(SOURCE PASSAGE begins)

Unlocking the healing power of plants to combat human diseases is a personal mission for Dr. Anait (“Ana”) Levenson, M.D., Ph.D., who has devoted years of research to this vital area.
At LIU Pharmacy since 2016, Dr. Levenson has been studying how bioactive compounds found in grapes and blueberries could lead to the cure of prostate and breast cancer. As a professor at the proposed new College of Veterinary Medicine at LIU Post, pending its accreditation, she’ll continue her work in this growing field.
Her intense interest in this subject recently drew her along with hundreds of the world’s other top researchers to convene in northern India at the foothills of the Himalayas for the second International Conference by the American Council for Medicinally Active Plants (ACMAP) together with the International Conference on Medicinal, Aromatic and Nutraceutical Plants from Mountainous Areas. The conference, held in February, was jointly arranged by the ACMAP, USA, and the Graphic Era (Deemed to be University), Dehradun, Uttarakhand, India.

(SOURCE PASSAGE ends)
(INPUT DATA begins)

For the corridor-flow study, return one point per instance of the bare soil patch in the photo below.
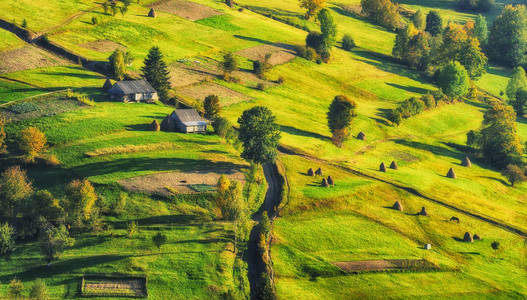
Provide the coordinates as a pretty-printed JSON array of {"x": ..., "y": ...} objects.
[
  {"x": 185, "y": 9},
  {"x": 181, "y": 182},
  {"x": 202, "y": 90},
  {"x": 103, "y": 46},
  {"x": 27, "y": 57},
  {"x": 386, "y": 265},
  {"x": 280, "y": 53}
]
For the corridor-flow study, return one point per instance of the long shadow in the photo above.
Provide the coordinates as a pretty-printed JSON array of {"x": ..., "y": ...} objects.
[
  {"x": 437, "y": 150},
  {"x": 300, "y": 132},
  {"x": 62, "y": 267}
]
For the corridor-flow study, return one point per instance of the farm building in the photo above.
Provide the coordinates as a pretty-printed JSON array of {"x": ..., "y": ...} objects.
[
  {"x": 133, "y": 91},
  {"x": 186, "y": 121}
]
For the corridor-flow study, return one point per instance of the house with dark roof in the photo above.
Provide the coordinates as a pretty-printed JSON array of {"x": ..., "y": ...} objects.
[
  {"x": 186, "y": 121},
  {"x": 133, "y": 91}
]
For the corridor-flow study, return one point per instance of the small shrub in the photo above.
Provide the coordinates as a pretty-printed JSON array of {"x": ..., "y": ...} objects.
[{"x": 347, "y": 42}]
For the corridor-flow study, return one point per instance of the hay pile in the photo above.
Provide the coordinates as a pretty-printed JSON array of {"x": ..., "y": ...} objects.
[
  {"x": 397, "y": 206},
  {"x": 468, "y": 238},
  {"x": 466, "y": 162}
]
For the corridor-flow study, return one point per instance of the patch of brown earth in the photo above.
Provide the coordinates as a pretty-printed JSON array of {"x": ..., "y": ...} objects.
[
  {"x": 162, "y": 183},
  {"x": 280, "y": 53},
  {"x": 27, "y": 57},
  {"x": 185, "y": 9},
  {"x": 103, "y": 46}
]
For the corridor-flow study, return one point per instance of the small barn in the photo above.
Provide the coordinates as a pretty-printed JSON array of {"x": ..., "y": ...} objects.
[
  {"x": 187, "y": 121},
  {"x": 133, "y": 91}
]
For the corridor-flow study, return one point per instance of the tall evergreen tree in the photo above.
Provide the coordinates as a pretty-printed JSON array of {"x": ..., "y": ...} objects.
[
  {"x": 434, "y": 23},
  {"x": 155, "y": 71}
]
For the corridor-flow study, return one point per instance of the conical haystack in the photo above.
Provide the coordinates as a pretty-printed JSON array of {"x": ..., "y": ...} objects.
[
  {"x": 361, "y": 136},
  {"x": 152, "y": 13},
  {"x": 423, "y": 212},
  {"x": 397, "y": 206},
  {"x": 466, "y": 162},
  {"x": 468, "y": 238}
]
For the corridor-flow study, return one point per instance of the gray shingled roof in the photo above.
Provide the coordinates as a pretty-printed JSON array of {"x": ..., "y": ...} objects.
[
  {"x": 135, "y": 87},
  {"x": 190, "y": 117}
]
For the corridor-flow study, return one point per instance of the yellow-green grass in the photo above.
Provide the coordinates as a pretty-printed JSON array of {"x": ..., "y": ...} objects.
[
  {"x": 9, "y": 41},
  {"x": 41, "y": 14},
  {"x": 313, "y": 232},
  {"x": 195, "y": 263}
]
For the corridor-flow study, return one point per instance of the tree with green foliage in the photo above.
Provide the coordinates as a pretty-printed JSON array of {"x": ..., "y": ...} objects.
[
  {"x": 419, "y": 20},
  {"x": 159, "y": 240},
  {"x": 116, "y": 65},
  {"x": 14, "y": 188},
  {"x": 312, "y": 7},
  {"x": 507, "y": 41},
  {"x": 499, "y": 141},
  {"x": 7, "y": 240},
  {"x": 53, "y": 240},
  {"x": 212, "y": 107},
  {"x": 340, "y": 114},
  {"x": 155, "y": 71},
  {"x": 259, "y": 135},
  {"x": 328, "y": 28},
  {"x": 454, "y": 80},
  {"x": 481, "y": 29},
  {"x": 514, "y": 174},
  {"x": 434, "y": 23},
  {"x": 39, "y": 290},
  {"x": 517, "y": 82}
]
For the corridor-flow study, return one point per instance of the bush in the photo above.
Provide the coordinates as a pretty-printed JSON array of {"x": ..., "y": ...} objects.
[{"x": 347, "y": 42}]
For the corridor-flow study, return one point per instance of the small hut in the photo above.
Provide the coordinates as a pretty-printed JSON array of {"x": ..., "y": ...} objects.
[
  {"x": 397, "y": 206},
  {"x": 325, "y": 182},
  {"x": 155, "y": 126},
  {"x": 152, "y": 13},
  {"x": 423, "y": 212},
  {"x": 466, "y": 162},
  {"x": 468, "y": 238},
  {"x": 107, "y": 85},
  {"x": 361, "y": 136}
]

(INPUT DATA ends)

TASKS AND EXERCISES —
1. Would you retype the article on Dr. Levenson's plant research, starting at "Unlocking the healing" and ending at "this vital area."?
2. Could you carry the article on Dr. Levenson's plant research forward from its final sentence?

RESPONSES TO THE EXERCISE —
1.
Unlocking the healing power of plants to combat human diseases is a personal mission for Dr. Anait (“Ana”) Levenson, M.D., Ph.D., who has devoted years of research to this vital area.

2.
“We are just beginning to understand the potential these plants could have for our health,” Levenson said.
Representing LIU, she chaired the “Human Health and Plants” session and was a keynote speaker as well as one of the organizers. A former vice president of ACMAP, Levenson continues to be an active member of its Board of Directors. Three years ago, ACMAP organized the first international conference in Lima, Peru.
“Both Peru and India are places where people have been using plants for medicinal purposes for thousands of years,” Levenson said. “These countries have those traditions but they lack the technology to work with them. Whereas we Americans have the technology and the researchers, but we lack that tradition.”
Her keynote lecture was titled “Chemopreventive and Therapeutic Effects of Stilbenes in Prostate Cancer.”
“Stilbenes are naturally occurring polyphenols (compounds) found in food and plants,” she explained. “Resveratrol found in grapes and red wine is the most widely studied stilbene compound with diverse pharmacological properties including anticarcinogenic effects. Another natural stilbene found mostly in blueberries is resveratrol’s cousin, pterostilbene, which also possesses anti-inflammatory, antioxidative and anticancer properties that can be used for chemoprevention and/or therapy in cancer. Pterostilbene exhibits more potent biological effects than resveratrol due to subtle differences in its molecular structure.”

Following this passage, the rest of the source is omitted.